Une société capitaliste révoltante

A l’aéroport de Bierset, à Liège, les travailleurs de FedEx sont en colère contre la plus grande multinationale de transport de fret aérien qui prétend licencier la moitié d’entre eux et imposer aux autres des contrats de 20 heures semaine, contre 30 heures actuellement. 20 heures ! Avec un salaire si écrasé, on est forcé d’accepter tous les rappels, n’importe quand, en laissant les enfants se débrouiller seuls ! Ces travailleurs ultra-flexibles sont aussi ultra-rentables : FedEx a engrangé l’année dernière un bénéfice de 1,37 milliards €.

Mais ce n’est jamais assez. Car les FedEx, Amazon, Alibaba et autres géants de la distribution se livrent à une véritable guerre économique pour rafler les profits d’un secteur en pleine croissance, en remplacement des magasins traditionnels et de la Poste.

Ces trésors de guerre, accumulés sur l’exploitation des uns et le chômage des autres, contournent l’impôt en filant directement vers les paradis fiscaux. Comme celui du Grand-Duché de Luxembourg, à 10 minutes de vol de Bierset. Selon une enquête de grands journaux, quelques 140 000 filiales d’entreprises étrangères – qui n’y ont souvent qu’une boite aux lettres – y ont déposé au total 6 500 milliards € ! L’équivalent du total de la richesse annuelle créée en Allemagne, en France et en Belgique ! Et cela pour le seul Grand-Duché !

On est étourdi par de telles sommes qui permettraient de construire des centaines d’écoles, d’hôpitaux, de gares, et de rémunérer des millions d’emplois nécessaires aux besoins de la société !

Au contraire, que constatent les travailleurs qui endurent tant de sacrifices pour faire vivre leurs familles, payer les études des enfants ? Dans les couloirs des hautes écoles et des universités, des centaines d’étudiants de familles populaires font la file pour recevoir un colis alimentaire. Ces étudiants dépendent financièrement des petits boulots qu’ils mènent de front avec leurs études et le confinement révèle brutalement la précarité de leur situation.

La précarité, c’est du reste le seul avenir que leur propose la société capitaliste. Oui, l’avenir est noir pour la jeunesse ! Et pas seulement à cause du manque de contacts sociaux. Car si la technologie et la science médicale nous protègeront petit à petit du coronavirus, elles ne peuvent rien contre l’accroissement des injustices, l’enrichissement scandaleux d’une petite minorité de capitalistes, au milieu de l’appauvrissement du plus grand nombre.

Cette situation pousse les États à des méthodes de plus en plus autoritaires pour protéger l’enrichissement des exploiteurs. A Madrid, des centaines de jeunes espagnols manifestent pour protester contre l’arrestation et l’emprisonnement d’un chanteur de rap dont «le crime» est d’avoir exprimé sur twitter son opinion sur le roi (fraudeur fiscal, amis des dictateurs) et sur les violences policières.

* * * *

Consigne 1:
D'après le texte présenté, quel bénéfice FedEx a-t-il réalisé l'année dernière ?
Consigne 2:
Dites si chacune des affirmations suivantes concorde avec le texte présenté, en citant à chaque fois les mots qui tranchent. (a) FedEx veut imposer à une partie de ses travailleurs des contrats de 20 heures semaine au lieu de 30. (b) Le Grand-Duché de Luxembourg se trouve à une heure de vol de Bierset. (c) À Madrid, des jeunes manifestent contre l'arrestation d'un journaliste.
Consigne 3:
Recopiez mot pour mot le passage du texte présenté qui va de « Mais ce n’est » à « le seul Grand-Duché ! ».

Extraits de données:

* * * *

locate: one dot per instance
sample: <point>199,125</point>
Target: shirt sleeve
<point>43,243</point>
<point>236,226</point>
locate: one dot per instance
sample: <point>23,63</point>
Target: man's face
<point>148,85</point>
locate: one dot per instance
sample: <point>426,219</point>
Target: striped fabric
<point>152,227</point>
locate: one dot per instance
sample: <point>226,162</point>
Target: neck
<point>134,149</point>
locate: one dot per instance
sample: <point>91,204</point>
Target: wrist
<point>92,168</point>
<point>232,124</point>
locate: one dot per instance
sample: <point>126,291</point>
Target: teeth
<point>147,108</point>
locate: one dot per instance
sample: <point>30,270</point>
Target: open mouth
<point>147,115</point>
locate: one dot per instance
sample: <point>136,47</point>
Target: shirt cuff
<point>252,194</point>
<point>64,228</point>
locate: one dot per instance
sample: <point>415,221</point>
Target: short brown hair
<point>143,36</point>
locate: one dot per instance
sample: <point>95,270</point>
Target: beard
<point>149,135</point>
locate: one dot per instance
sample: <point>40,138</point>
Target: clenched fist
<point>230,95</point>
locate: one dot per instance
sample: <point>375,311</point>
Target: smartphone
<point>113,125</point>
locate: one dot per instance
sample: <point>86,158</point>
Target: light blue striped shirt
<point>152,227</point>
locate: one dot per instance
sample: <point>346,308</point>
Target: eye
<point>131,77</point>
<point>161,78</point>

* * * *

Résultat 1:
Un bénéfice de 1,37 milliards €.

Résultat 2:
(a) Oui : « imposer aux autres des contrats de 20 heures semaine, contre 30 heures actuellement ».
(b) Non : « à 10 minutes de vol de Bierset ».
(c) Non : « l’arrestation et l’emprisonnement d’un chanteur de rap ».

Résultat 3:
Mais ce n’est jamais assez. Car les FedEx, Amazon, Alibaba et autres géants de la distribution se livrent à une véritable guerre économique pour rafler les profits d’un secteur en pleine croissance, en remplacement des magasins traditionnels et de la Poste.

Ces trésors de guerre, accumulés sur l’exploitation des uns et le chômage des autres, contournent l’impôt en filant directement vers les paradis fiscaux. Comme celui du Grand-Duché de Luxembourg, à 10 minutes de vol de Bierset. Selon une enquête de grands journaux, quelques 140 000 filiales d’entreprises étrangères – qui n’y ont souvent qu’une boite aux lettres – y ont déposé au total 6 500 milliards € ! L’équivalent du total de la richesse annuelle créée en Allemagne, en France et en Belgique ! Et cela pour le seul Grand-Duché !